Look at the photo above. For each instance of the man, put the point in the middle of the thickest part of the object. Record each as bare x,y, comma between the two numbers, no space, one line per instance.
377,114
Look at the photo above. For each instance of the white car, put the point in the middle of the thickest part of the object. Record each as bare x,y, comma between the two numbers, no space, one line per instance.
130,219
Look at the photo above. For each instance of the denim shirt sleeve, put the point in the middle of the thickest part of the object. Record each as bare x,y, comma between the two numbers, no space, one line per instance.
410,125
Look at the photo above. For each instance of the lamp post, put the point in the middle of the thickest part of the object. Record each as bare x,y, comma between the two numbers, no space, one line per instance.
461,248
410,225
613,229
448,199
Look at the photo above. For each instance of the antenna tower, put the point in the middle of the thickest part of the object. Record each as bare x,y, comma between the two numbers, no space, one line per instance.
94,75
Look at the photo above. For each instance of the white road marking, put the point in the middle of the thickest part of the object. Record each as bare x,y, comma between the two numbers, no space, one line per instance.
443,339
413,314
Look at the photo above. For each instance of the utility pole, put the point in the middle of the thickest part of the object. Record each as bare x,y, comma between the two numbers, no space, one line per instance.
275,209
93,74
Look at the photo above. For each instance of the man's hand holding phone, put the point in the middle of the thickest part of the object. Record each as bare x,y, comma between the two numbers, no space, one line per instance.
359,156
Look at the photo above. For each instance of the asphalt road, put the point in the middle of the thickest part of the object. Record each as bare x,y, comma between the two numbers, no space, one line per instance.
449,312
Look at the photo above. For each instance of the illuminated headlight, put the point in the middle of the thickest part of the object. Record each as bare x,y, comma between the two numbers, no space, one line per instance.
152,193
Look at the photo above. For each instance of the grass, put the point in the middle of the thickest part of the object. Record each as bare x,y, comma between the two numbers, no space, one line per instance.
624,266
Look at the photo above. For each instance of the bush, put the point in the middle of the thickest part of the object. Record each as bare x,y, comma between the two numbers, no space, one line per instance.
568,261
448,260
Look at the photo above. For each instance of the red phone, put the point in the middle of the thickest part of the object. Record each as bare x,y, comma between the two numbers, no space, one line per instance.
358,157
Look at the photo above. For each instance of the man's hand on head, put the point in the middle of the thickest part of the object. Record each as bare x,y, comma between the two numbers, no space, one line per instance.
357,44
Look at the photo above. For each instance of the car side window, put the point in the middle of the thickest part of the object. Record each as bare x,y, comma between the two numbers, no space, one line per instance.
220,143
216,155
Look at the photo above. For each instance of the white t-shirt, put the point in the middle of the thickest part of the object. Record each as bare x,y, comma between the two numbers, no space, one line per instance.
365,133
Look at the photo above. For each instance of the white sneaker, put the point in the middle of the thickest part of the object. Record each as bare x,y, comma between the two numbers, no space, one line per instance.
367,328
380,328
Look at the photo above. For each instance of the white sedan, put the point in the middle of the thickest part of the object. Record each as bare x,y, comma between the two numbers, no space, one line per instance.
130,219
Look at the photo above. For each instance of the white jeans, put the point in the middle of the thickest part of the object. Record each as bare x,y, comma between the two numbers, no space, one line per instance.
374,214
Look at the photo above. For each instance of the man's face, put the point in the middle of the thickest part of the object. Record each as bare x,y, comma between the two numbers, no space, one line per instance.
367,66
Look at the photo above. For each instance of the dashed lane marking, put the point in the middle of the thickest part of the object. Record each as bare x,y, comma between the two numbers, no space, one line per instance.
----------------
Copy every line of the data above verbatim, keeping each line in its original order and wording.

Look at the photo above. For each instance of the man, put the point in the middle of the thickest part of the object. Record each as bare x,y, comma between the two numbers, no space, one line per instance.
377,114
Look at the photo above. For each instance of the white car, put the point in the middle of the thickest part of the object. Record each as bare x,y, comma between the two numbers, no space, one line per instance.
130,219
Look at the photo above. For each instance of the denim shirt sleeve, put the point in the middle of the thickest part of the object. Record each as bare x,y, comma between the two numbers, no space, one line per instance.
410,125
Look at the photo above. For each instance of the lamp post, put the point in the middle of the thickest part of the object. Record each as bare x,y, comma between the two numbers, no space, one line per instance.
461,248
410,225
613,229
448,199
Look at the photo above. For each instance of the antenna tower, put the point in the middle of the thickest part of the object. Record each as bare x,y, comma between the two numbers, no space, one line per instance.
94,75
Look at the photo above. For each instance of the white road marking, put the point in the middle of the thickest part of the object. Record each as bare x,y, comma between the two numbers, no space, one line per instance.
443,339
413,314
Look at the photo above. For each instance of the utility pole, put the point in the middle of the thickest part of the object. Record each as bare x,y, comma between the two numbers, no space, one line per instance.
275,209
93,74
Look at the photo above. For each instance of the man's hand holding phone, put the point in the middle of the thickest part of the object. Record each as bare x,y, comma between the two numbers, no space, one line per instance.
359,156
Look at the photo above. For each instance of the asphalt road, put the point in the middle of the thickest part of the object. Record each as bare x,y, comma between the two numbers, no space, one line per instance.
449,312
Look at the photo above. For each instance of the illuminated headlight, put the point in the middle of the thickest part of the object. Record each as bare x,y, comma between the two numbers, no space, one line per instance.
152,193
Look at the photo above. For each instance of the grass, put the point in the middle of the thickest part of the object. Record each as bare x,y, comma between the two numbers, no space, one line per instance.
624,266
Look at the photo above. For each instance of the bush, put the point in the middle of the thickest part of the object. Record each as bare x,y, comma between the two numbers, no space, one line per instance.
568,261
448,260
Look at the photo above. For each instance of the red phone, put the point in the middle of the thickest part of the object. Record each as bare x,y, comma between the two numbers, no space, one line per instance.
358,157
Look at the photo above. For each instance of the man's hand on head, put the point in the middle of the thickest part of the object. Record each as bare x,y, comma between the two numbers, no space, one line per instance.
357,44
Look at the photo above. For each instance of the car side window, put the point in the middle of the thickest part of the object. Record each as bare x,y, comma between the two numbers, no space, one line per instance.
220,143
216,155
Look at the photo above. For each instance of the white t-shirt, put the point in the middle of the thickest part of the object. Record each as bare x,y, comma between the two numbers, no space, one line per instance.
365,133
Look at the photo above. For each instance of the white sneaker, put the point in the middle of the thickest part of the object. Record each as bare x,y, comma between the two numbers, no space, one line per instance.
367,328
380,328
Look at the photo above. For each instance of the white sedan, put the point in the middle of the thickest part of the object. Record each as bare x,y, comma between the two numbers, no space, one line per instance.
130,219
Look at the photo above. For each instance of the white jeans, put the point in the middle of the thickest part of the object. Record each as bare x,y, comma between the two numbers, no space, one line per instance.
374,214
Look at the photo above. For each instance of the man's face, put the point in the middle of the thickest part of the object. Record each as bare x,y, comma between the two numbers, no space, one line per instance.
367,66
Look at the photo above. For each instance of the dashed lane marking, put the point in the middle of the thickest part of the object. Record each as bare x,y, comma between the two numbers, no space, one line per instance.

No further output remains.